[DATA EXCERPTS]:
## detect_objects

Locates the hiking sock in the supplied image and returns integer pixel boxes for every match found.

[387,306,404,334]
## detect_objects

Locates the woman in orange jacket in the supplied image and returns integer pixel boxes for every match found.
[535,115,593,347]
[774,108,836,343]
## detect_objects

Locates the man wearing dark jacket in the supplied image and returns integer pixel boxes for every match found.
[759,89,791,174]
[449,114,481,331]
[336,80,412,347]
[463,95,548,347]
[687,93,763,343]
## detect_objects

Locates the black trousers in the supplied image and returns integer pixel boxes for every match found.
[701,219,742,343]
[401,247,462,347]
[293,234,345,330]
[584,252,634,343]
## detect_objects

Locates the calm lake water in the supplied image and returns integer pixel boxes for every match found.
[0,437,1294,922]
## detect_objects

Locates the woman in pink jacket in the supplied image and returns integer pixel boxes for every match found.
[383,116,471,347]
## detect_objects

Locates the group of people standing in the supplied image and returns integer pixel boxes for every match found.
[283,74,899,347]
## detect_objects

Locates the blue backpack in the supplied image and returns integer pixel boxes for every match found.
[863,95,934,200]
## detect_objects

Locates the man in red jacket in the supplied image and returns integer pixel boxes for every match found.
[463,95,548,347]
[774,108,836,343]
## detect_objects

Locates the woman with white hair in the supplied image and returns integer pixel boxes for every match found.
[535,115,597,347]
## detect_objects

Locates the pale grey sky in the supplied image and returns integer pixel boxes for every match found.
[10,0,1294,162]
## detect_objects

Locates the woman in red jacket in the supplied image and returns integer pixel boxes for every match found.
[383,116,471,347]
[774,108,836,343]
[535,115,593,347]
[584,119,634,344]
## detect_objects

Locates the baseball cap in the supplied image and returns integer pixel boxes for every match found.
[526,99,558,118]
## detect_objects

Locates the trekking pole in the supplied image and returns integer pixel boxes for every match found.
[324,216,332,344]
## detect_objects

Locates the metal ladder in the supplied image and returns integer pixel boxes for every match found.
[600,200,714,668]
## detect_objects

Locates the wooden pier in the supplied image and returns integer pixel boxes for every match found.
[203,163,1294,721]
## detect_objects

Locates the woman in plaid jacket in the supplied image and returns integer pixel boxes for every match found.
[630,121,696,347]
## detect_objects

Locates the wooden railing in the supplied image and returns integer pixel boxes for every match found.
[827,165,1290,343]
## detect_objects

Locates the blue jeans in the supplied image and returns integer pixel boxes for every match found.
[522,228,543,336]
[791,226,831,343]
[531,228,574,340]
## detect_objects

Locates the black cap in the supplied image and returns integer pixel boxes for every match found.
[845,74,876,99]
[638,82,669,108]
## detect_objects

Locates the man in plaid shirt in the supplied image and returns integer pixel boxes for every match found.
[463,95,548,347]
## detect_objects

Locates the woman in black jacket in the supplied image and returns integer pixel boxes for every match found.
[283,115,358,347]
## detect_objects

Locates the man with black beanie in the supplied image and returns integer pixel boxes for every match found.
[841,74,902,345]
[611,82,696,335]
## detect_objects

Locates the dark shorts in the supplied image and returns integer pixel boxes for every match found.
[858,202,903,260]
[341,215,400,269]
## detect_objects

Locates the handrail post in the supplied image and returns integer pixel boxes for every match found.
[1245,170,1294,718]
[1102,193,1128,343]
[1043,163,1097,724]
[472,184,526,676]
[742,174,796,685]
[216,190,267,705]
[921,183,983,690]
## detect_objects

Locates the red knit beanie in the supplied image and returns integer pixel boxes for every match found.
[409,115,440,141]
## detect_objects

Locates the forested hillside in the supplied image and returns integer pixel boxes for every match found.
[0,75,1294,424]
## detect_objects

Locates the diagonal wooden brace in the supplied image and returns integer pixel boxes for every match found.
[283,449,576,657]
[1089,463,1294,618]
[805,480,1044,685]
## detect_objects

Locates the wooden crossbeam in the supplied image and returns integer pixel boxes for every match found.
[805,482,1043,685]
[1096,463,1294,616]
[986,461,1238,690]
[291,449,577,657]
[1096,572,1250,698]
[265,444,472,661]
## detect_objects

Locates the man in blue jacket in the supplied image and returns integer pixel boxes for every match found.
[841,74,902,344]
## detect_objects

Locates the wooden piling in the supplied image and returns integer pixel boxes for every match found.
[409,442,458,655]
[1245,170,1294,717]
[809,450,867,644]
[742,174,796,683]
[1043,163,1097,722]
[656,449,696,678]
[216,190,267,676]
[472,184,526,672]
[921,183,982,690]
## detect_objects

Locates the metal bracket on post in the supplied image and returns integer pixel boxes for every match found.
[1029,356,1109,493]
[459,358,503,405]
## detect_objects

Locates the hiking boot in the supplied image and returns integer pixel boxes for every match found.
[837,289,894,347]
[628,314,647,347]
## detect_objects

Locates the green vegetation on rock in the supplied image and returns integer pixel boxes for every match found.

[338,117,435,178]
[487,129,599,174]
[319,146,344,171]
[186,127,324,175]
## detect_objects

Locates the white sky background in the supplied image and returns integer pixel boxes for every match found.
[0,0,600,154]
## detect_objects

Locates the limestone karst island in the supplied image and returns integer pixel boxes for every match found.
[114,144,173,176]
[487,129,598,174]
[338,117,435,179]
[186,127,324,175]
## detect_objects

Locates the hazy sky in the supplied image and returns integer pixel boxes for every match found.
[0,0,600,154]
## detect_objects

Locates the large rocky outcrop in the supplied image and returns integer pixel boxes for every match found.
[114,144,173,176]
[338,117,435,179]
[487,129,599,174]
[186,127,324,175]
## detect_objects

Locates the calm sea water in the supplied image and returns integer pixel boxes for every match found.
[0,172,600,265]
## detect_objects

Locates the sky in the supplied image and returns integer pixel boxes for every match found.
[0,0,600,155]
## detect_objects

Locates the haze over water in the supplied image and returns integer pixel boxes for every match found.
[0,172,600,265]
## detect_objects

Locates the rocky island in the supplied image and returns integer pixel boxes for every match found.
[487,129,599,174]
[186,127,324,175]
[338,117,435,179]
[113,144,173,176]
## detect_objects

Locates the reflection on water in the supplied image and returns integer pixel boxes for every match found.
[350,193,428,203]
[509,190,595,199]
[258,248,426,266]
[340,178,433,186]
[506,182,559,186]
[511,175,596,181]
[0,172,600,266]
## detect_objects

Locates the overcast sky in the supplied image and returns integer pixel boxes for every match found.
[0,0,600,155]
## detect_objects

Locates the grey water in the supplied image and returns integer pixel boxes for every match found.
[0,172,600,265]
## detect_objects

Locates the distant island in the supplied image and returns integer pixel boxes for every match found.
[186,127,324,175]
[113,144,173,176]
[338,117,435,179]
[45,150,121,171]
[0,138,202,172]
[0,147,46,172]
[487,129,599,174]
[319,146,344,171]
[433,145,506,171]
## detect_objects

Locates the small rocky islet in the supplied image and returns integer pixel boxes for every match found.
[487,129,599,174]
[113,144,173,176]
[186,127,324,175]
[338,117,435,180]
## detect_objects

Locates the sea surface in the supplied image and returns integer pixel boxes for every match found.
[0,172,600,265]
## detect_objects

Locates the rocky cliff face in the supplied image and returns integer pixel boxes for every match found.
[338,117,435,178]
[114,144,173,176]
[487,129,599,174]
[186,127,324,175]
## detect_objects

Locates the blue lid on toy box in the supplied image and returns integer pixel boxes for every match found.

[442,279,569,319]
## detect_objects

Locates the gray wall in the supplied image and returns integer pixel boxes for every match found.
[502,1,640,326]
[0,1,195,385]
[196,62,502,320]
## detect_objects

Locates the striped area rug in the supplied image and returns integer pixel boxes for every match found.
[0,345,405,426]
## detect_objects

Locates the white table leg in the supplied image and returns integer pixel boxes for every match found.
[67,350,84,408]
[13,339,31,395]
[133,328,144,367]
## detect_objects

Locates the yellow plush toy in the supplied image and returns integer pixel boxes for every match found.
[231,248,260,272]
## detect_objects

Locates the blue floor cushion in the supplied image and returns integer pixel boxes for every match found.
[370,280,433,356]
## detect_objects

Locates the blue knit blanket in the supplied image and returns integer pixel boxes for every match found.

[THE EXERCISE]: Could you convert everything from the start of the entries above down to the line containing "[387,306,404,334]", both ends included, into a Markdown table with the columns Row and Line, leaving out blank lines?

[CORRECT RESULT]:
| Row | Line |
|---|---|
| 1 | ## detect_objects |
| 2 | Locates the hiking sock in the supplied image and returns integer pixel boxes for every match found. |
| 3 | [387,306,404,334] |